__REQUIREMENT 1__.
Decide whether each statement below agrees with the passage on swap and zero-coupon rates. For each, answer yes or no and quote the words from the passage that settle it.
(a) Under fair value zero, one party makes an upfront payment to the other.
(b) 10-year swaps are among the liquid, actively quoted tenors.
(c) A zero-coupon rate is a discount rate that applies to a single future date.
__REQUIREMENT 2__.
Answer these questions using the passage on swap and zero-coupon rates.
(a) Which curve is used to find the expected value of the floating payments?
(b) What other name does the passage give for a zero-coupon rate?
(c) At a 3-year zero-coupon rate of 3.8%, about how much is $1 received in 3 years worth today?
__REQUIREMENT 3__. Resume the passage on swap and zero-coupon rates, starting right after its last sentence.

__DOCUMENT SEGMENT__.
================================

Here is what “fair value zero” means: If Party A agrees to pay fixed 4.2% and receive floating SOFR, and Party B pays floating and receives fixed, then neither party owes the other an upfront payment. The discounted value of the fixed payments exactly matches the discounted expected value of the floating payments (using the forward curve for SOFR).

Par swap rates are:

  • Observable: Every dealer and trading platform quotes them in real time.
  • Negotiable: A client might pay 4.2% fixed and receive SOFR, or receive 4.2% and pay SOFR, depending on the deal.
  • Used as the contract rate: Once the par rate is agreed, it becomes the fixed rate on the swap.

Par swap rates exist for standard tenors: 2-year, 3-year, 5-year, 7-year, 10-year, 20-year, and 30-year swaps are liquid and actively quoted. Longer tenors (15-year) and shorter tenors (6-month, 1-year) are less standard and wider in bid-ask spread.

Zero-Coupon Rates: The Discount Curve

A zero-coupon rate (or spot rate) is the discount rate applicable to a single future date. It answers: What is $1 received 3 years from now worth in today’s dollars?

If the 3-year zero-coupon rate is 3.8%, then $1 received in 3 years is worth:

$$\text{Present Value} = \frac{1}{(1 + 0.038)^3} \approx 0.891$$

So it is worth about $0.89 today.

================================

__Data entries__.
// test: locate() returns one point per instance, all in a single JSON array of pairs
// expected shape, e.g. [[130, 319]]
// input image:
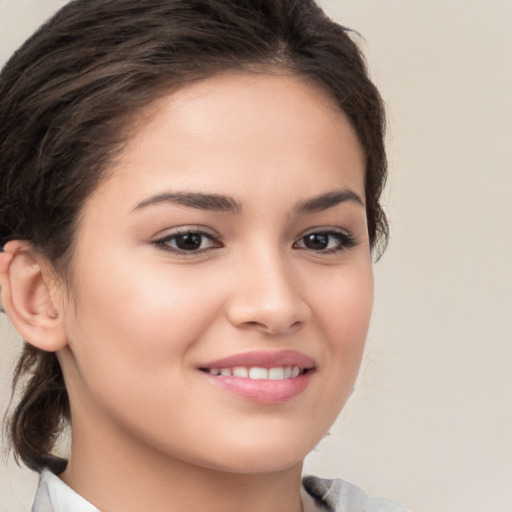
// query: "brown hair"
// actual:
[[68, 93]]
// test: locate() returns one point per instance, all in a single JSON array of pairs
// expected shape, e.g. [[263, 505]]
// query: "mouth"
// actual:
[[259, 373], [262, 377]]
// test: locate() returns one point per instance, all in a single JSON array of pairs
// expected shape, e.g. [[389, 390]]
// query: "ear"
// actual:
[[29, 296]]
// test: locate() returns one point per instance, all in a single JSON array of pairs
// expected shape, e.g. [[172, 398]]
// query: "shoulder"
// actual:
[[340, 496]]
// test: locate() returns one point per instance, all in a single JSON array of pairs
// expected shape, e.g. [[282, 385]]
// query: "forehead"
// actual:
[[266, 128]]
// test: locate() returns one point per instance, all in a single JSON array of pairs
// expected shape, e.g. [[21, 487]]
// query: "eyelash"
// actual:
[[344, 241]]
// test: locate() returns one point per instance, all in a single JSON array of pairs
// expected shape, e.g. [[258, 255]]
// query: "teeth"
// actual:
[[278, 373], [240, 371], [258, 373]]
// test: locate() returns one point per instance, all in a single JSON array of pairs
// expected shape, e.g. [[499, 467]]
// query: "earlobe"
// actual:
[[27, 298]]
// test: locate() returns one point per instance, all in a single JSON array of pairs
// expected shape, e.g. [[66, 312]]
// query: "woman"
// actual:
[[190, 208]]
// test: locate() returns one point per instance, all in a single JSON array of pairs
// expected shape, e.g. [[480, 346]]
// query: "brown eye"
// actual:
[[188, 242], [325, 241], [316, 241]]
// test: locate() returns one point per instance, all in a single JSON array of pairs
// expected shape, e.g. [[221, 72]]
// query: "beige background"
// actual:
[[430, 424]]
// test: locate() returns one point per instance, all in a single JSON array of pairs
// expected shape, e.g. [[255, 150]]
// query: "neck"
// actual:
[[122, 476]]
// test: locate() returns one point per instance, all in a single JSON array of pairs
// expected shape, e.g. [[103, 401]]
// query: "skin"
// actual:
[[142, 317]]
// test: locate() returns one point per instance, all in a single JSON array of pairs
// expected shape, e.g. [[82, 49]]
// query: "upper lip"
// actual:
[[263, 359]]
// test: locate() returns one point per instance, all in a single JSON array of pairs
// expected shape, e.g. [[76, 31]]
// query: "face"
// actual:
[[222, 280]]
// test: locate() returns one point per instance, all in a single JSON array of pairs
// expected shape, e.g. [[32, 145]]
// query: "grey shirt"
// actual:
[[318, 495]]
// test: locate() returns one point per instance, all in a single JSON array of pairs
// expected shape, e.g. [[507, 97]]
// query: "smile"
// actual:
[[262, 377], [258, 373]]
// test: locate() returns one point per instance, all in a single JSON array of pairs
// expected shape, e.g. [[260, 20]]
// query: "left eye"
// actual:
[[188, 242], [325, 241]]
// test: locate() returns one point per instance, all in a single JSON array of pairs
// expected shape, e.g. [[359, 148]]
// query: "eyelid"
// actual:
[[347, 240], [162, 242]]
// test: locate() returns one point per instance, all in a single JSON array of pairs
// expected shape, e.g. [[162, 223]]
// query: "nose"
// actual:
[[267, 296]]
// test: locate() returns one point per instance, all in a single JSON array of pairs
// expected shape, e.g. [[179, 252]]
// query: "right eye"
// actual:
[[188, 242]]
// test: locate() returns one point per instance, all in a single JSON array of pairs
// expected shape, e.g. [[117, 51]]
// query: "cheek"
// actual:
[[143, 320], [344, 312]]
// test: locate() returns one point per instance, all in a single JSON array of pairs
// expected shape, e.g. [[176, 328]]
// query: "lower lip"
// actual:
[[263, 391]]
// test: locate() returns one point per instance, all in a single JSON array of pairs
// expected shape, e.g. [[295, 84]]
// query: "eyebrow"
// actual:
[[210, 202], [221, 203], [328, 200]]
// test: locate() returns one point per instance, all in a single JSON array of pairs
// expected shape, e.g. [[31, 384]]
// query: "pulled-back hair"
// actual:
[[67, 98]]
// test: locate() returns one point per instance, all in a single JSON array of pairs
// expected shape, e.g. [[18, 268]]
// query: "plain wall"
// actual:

================================

__OUTPUT 1__.
(a) No: "neither party owes the other an upfront payment."
(b) Yes: "2-year, 3-year, 5-year, 7-year, 10-year, 20-year, and 30-year swaps are liquid and actively quoted."
(c) Yes: "the discount rate applicable to a single future date."

__OUTPUT 2__.
(a) The forward curve for SOFR.
(b) Spot rate.
(c) About $0.89.

__OUTPUT 3__.
A complete discount curve is a set of zero-coupon rates across all maturities: 0.25 years, 0.5 years, 1 year, 2 years, 3 years, and so on, out to 30+ years. This curve is the backbone of swap valuation. It is derived from market data, not quoted directly.

Bootstrapping: Deriving Zero-Coupon Rates from Par Rates

If par swap rates are quoted but zero-coupon rates are not, how do we find the zeros? The answer is bootstrapping, a mechanical process that backs out zero-coupon rates from observable par rates.

A simplified example

Suppose the following par rates are observed:

TenorPar Swap Rate
1-year3.0%
2-year3.5%
3-year4.0%

Step 1: 1-year zero rate

A 1-year par swap is annual, so the fixed payment is made once, one year from now. For fair value to equal zero:

$$\text{Fixed Payment} \times \text{Discount Factor}_1 = \text{Expected Floating Payment} \times \text{Discount Factor}_1$$

Simplifying: $$\text{Fixed Rate} = \text{Expected Floating Rate}$$

If the par rate is 3.0%, the 1-year zero-coupon rate is approximately 3.0% (this is exact for a 1-year swap with one payment).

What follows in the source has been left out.